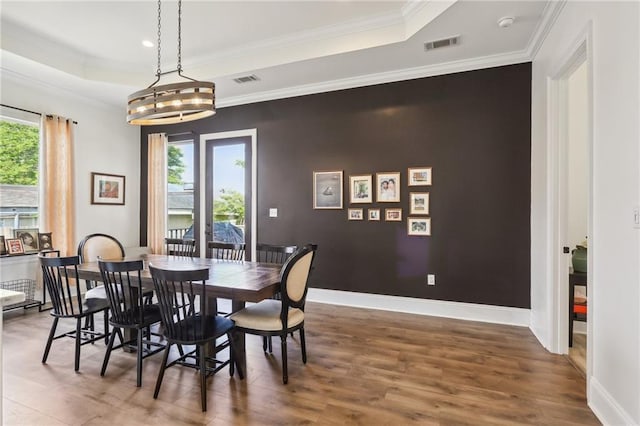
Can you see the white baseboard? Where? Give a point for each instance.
(605, 407)
(438, 308)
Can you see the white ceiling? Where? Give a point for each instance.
(293, 47)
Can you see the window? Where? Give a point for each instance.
(19, 171)
(180, 187)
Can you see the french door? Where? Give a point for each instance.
(228, 211)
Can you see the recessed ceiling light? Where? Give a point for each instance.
(506, 21)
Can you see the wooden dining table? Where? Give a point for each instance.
(240, 281)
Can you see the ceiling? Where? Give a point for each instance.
(94, 48)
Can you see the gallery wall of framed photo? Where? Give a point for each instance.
(25, 241)
(386, 186)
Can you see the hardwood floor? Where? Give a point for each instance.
(364, 367)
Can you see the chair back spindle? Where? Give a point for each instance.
(122, 282)
(183, 247)
(226, 251)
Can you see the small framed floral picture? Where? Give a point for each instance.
(393, 215)
(360, 189)
(327, 190)
(388, 185)
(355, 214)
(14, 246)
(418, 203)
(419, 226)
(419, 176)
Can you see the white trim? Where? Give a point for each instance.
(605, 407)
(379, 78)
(439, 308)
(549, 16)
(253, 133)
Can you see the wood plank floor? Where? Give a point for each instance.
(364, 367)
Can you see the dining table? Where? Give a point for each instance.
(238, 280)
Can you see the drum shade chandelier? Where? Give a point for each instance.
(175, 102)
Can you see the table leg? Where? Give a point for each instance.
(241, 352)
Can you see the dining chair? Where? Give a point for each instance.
(90, 249)
(226, 251)
(129, 311)
(272, 317)
(184, 324)
(183, 247)
(59, 274)
(271, 253)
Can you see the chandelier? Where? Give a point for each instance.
(175, 102)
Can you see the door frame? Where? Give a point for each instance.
(204, 138)
(581, 51)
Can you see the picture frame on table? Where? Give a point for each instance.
(393, 215)
(388, 187)
(29, 239)
(419, 203)
(420, 176)
(45, 241)
(107, 189)
(419, 226)
(327, 190)
(360, 189)
(14, 246)
(356, 214)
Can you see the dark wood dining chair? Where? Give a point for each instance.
(226, 251)
(272, 317)
(183, 247)
(59, 274)
(129, 311)
(95, 246)
(184, 324)
(271, 253)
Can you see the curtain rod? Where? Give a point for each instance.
(30, 112)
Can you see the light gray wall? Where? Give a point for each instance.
(104, 143)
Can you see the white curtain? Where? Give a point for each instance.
(157, 198)
(57, 182)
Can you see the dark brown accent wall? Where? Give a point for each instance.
(472, 128)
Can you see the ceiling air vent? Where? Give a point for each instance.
(436, 44)
(246, 79)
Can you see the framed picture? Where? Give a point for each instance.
(419, 176)
(28, 238)
(355, 214)
(360, 189)
(393, 215)
(418, 203)
(327, 190)
(107, 189)
(419, 226)
(14, 246)
(44, 239)
(388, 185)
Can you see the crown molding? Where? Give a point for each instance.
(379, 78)
(549, 17)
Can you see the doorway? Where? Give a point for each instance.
(571, 191)
(228, 170)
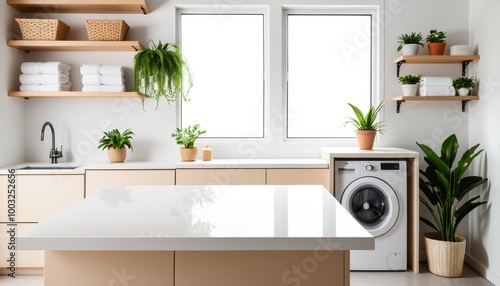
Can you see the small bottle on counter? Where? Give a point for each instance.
(207, 153)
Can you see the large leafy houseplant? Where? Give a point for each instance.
(444, 186)
(366, 124)
(406, 39)
(186, 137)
(160, 71)
(115, 142)
(366, 121)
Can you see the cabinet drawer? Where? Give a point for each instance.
(95, 180)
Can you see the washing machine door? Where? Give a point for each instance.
(373, 203)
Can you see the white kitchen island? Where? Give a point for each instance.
(199, 235)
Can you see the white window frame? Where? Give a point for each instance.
(376, 67)
(275, 66)
(234, 10)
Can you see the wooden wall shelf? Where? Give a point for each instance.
(427, 59)
(74, 94)
(34, 45)
(464, 99)
(81, 6)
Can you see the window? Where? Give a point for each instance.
(329, 63)
(226, 55)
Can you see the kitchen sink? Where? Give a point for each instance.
(48, 168)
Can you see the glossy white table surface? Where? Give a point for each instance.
(201, 218)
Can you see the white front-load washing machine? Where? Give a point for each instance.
(374, 193)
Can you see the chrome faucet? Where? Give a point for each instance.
(54, 154)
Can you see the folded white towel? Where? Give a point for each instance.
(30, 67)
(43, 79)
(45, 68)
(89, 69)
(437, 81)
(101, 69)
(436, 90)
(54, 68)
(45, 87)
(103, 88)
(93, 79)
(111, 70)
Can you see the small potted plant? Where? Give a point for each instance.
(436, 42)
(445, 194)
(160, 71)
(366, 125)
(186, 137)
(409, 84)
(409, 43)
(115, 142)
(464, 85)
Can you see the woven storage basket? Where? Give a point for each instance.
(444, 258)
(106, 30)
(43, 29)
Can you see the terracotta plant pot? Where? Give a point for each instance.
(117, 155)
(410, 49)
(436, 49)
(444, 258)
(409, 89)
(188, 154)
(463, 91)
(366, 139)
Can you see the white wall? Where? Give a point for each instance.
(12, 122)
(78, 121)
(485, 233)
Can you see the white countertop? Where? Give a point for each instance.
(170, 165)
(201, 218)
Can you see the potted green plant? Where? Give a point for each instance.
(464, 85)
(160, 71)
(186, 137)
(436, 42)
(115, 142)
(409, 43)
(409, 84)
(444, 193)
(366, 125)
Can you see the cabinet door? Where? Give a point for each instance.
(23, 258)
(298, 177)
(95, 180)
(262, 268)
(220, 177)
(39, 196)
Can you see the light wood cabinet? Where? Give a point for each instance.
(95, 180)
(263, 268)
(298, 177)
(36, 197)
(31, 260)
(39, 196)
(220, 177)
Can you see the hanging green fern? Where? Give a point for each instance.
(161, 71)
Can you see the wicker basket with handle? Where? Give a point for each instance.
(444, 258)
(106, 30)
(43, 29)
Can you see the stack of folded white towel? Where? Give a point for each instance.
(105, 78)
(44, 76)
(430, 86)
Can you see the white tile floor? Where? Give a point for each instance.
(408, 278)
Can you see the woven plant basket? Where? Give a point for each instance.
(106, 30)
(444, 258)
(43, 29)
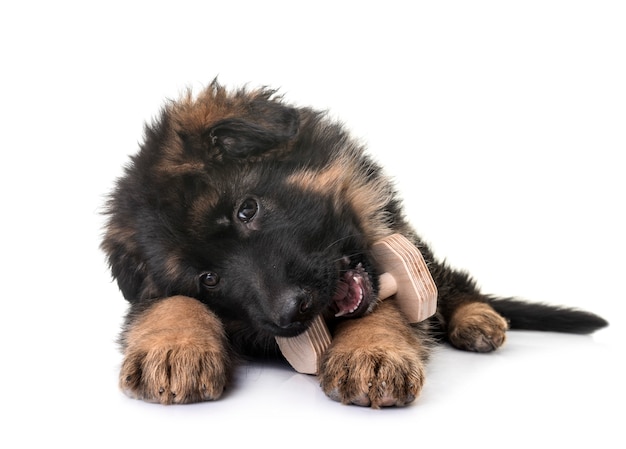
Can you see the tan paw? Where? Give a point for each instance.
(175, 353)
(477, 327)
(174, 374)
(372, 377)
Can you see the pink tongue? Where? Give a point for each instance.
(349, 294)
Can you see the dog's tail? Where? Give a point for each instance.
(525, 315)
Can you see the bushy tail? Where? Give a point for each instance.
(524, 315)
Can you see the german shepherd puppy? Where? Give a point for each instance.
(242, 218)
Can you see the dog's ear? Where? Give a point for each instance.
(267, 125)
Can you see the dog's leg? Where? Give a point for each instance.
(376, 361)
(175, 352)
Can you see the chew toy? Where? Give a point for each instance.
(405, 275)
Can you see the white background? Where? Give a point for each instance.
(503, 123)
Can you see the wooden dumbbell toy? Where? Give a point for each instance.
(405, 275)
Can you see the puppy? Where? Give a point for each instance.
(243, 218)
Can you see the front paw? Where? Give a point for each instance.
(174, 373)
(375, 377)
(175, 352)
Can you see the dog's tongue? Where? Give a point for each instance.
(349, 293)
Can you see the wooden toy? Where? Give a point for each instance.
(405, 275)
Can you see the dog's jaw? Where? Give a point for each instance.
(354, 293)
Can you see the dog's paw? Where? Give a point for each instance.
(175, 353)
(173, 374)
(477, 327)
(375, 377)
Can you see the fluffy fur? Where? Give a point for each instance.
(241, 219)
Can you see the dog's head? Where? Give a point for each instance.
(256, 213)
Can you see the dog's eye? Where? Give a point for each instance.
(248, 210)
(209, 279)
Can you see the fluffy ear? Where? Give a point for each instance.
(267, 126)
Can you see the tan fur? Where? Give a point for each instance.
(347, 182)
(176, 353)
(376, 360)
(475, 326)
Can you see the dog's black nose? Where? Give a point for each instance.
(295, 307)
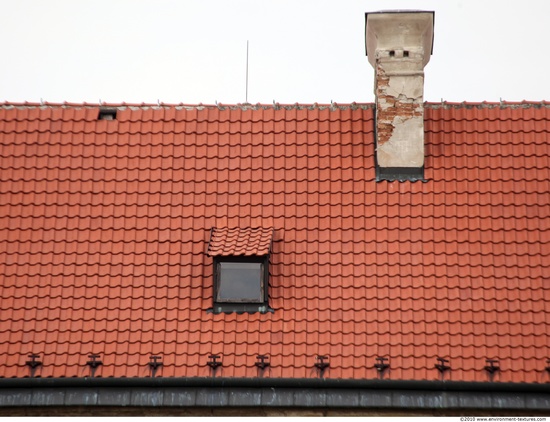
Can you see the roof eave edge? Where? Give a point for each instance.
(314, 383)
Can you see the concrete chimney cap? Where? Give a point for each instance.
(399, 29)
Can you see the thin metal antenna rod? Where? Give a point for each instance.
(246, 97)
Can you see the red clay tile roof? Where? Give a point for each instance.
(105, 224)
(240, 241)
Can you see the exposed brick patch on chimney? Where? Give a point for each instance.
(399, 46)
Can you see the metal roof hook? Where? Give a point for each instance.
(213, 363)
(262, 363)
(381, 366)
(322, 364)
(93, 363)
(492, 368)
(442, 366)
(154, 364)
(33, 364)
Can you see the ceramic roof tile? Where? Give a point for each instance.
(104, 234)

################

Work instructions -
In the records above, transcribe exactly the lines from the one containing "Can you see the dog's ear?" through the last line, both included, and skip the pictures.

Answer section -
Can you see the dog's ear? Where? Give a point for each instance.
(267, 125)
Can you see the dog's leg? Where? Give a point for each instance.
(376, 361)
(175, 352)
Can you see the chew toy? Where? Give a point for each instance.
(405, 275)
Can you see the white background? Where? Give a point for each instance.
(503, 123)
Can you see the wooden dumbbell toy? Where? Give a point for each instance.
(405, 275)
Can you see the puppy? Where? Give a point for each instance.
(243, 218)
Can you see the front paw? Where? Give a point for each instance.
(174, 373)
(375, 377)
(175, 352)
Can you see the dog's tongue? Where? Give a point for each instance.
(349, 293)
Can you see the wooden toy? Where? Give a point for each instance.
(405, 275)
Can you see the dog's jaw? Where? Give a point for each instance.
(354, 293)
Can you see the dog's paw? Where? Give a point for each instance.
(175, 353)
(173, 374)
(477, 327)
(375, 377)
Can you see the fluffy fur? Where? Give a point for each instance.
(241, 219)
Can you see the dog's head? Where? Give a point for each instance.
(256, 213)
Can you see the dog's eye? Where? Give a point for each instance.
(248, 210)
(209, 279)
Can you see the fluffy ear? Where? Give a point for each instance.
(267, 126)
Can you see the tan fur? Where? Give a point for each instance.
(347, 182)
(176, 353)
(376, 360)
(475, 326)
Can you see the dog's black nose? Where? Give a point for each instance.
(295, 307)
Can you see the roof eave edge? Where? Give a point for each instance.
(314, 383)
Can you see the concrete chimney cap? Where? Give a point for each instance.
(399, 29)
Can you see the thin metal antenna rod? Where? Give a point for each instance.
(246, 97)
Can you see the red clay tile roof? Where? Give a point for each instance.
(105, 224)
(240, 241)
Can you see the exposed brick patch on chimney? Where? Give a point for each instance.
(399, 46)
Can you see the metal roof hook? Where? Give a point for each instance.
(213, 363)
(262, 363)
(381, 366)
(322, 364)
(93, 363)
(492, 368)
(442, 366)
(154, 364)
(33, 364)
Can you see the ceramic roof tile? Where? Give a point for each instance.
(104, 234)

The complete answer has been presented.